Obiettivo A:
Elenca tutti i rimandi numerici alle note, tra parentesi quadre, presenti nel brano sulla prescrizione degli oneri concessori riportato sotto.

La prescrizione degli oneri concessori e delle relative sanzioni e la possibilità di rettifica: vademecum operativo

Approfondimento di Mario Petrulli

Servizi Comunali Oneri concessori
di Petrulli Mario
25 Maggio 2018

Approfondimento di Mario Petrulli                                                                          

LA PRESCRIZIONE DEGLI ONERI CONCESSORI E DELLE RELATIVE SANZIONI E LA POSSIBILITÀ DI RETTIFICA: VADEMECUM OPERATIVO

di Mario Petrulli

 

  1. La prescrizione degli oneri concessori
    Secondo consolidata giurisprudenza[1] ed in assenza di diversa disposizione normativa specifica, il diritto a riscuotere gli oneri concessori è soggetto all’ordinario termine di prescrizione decennale per il combinato disposto degli artt. 2946 e 2936 c.c.: l’applicazione del suddetto termine ordinario è giustificato dalla circostanza che nella determinazione delle somme dovute a titolo di oneri concessori, l‘Amministrazione non esercita poteri autoritativi discrezionali ma compie attività di mero accertamento della fattispecie in base ai parametri fissati da leggi e da regolamenti, per cui le relative controversie rientrano nella categoria di quelle aventi ad oggetto atti paritetici, inerenti diritti soggettivi.
    È importante individuare, per la concreta attuazione della regola suddetta, il giorno a partire dal quale decorre tale termine. In alcune sentenze è stato affermato che la data da tenere in considerazione, quale termine iniziale, è quella di emanazione[2] del provvedimento concessorio; in altri casi, la giurisprudenza ha indicato, quale termine iniziale, il giorno del rilascio[3] del titolo edilizio, data in cui il relativo credito diviene certo, liquido (o agevolmente liquidabile) ed esigibile[4]. Questa seconda soluzione appare preferibile, perché potrebbe “spostare in avanti” la decorrenza, a favore della pretesa del Comune.
    Il termine ordinario decennale di prescrizione vale, ovviamente, sia per la quota relativa agli oneri di urbanizzazione sia per quella concernente il costo di contribuzione[5].

Dati del compito:
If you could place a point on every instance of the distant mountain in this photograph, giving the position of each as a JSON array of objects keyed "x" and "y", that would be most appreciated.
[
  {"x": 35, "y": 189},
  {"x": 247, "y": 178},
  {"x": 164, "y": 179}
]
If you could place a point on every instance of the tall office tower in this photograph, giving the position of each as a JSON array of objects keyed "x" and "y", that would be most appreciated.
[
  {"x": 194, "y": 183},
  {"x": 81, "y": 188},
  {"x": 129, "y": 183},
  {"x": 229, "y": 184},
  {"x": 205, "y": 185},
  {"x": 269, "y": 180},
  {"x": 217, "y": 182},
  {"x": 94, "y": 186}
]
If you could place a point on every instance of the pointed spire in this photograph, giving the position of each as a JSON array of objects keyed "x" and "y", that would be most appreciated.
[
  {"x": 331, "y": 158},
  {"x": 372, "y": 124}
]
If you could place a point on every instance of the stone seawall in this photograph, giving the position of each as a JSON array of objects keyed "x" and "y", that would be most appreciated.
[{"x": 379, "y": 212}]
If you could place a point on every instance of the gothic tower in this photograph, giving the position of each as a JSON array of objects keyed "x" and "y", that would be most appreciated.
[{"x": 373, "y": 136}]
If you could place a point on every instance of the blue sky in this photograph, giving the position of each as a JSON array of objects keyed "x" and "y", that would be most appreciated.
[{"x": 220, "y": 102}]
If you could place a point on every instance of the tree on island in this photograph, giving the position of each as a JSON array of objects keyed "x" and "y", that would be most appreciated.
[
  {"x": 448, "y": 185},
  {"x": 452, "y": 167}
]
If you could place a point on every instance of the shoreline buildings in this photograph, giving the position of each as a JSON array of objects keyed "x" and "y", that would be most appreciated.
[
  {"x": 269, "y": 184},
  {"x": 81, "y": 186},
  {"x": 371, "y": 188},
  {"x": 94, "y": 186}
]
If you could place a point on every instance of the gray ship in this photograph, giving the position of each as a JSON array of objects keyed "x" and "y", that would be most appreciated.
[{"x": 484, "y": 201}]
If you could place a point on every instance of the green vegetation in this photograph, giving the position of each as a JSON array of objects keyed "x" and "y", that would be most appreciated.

Obiettivo B:
Trascrivi senza alcuna modifica le righe delle voci qui sopra. Comincia dalla riga che contiene "of the gray" e arriva fino all'ultima riga delle voci, compresa.

Risultato corretto A:
[1], [2], [3], [4], [5]

Risultato corretto B:
If you could place a point on every instance of the gray ship in this photograph, giving the position of each as a JSON array of objects keyed "x" and "y", that would be most appreciated.
[{"x": 484, "y": 201}]
If you could place a point on every instance of the green vegetation in this photograph, giving the position of each as a JSON array of objects keyed "x" and "y", that would be most appreciated.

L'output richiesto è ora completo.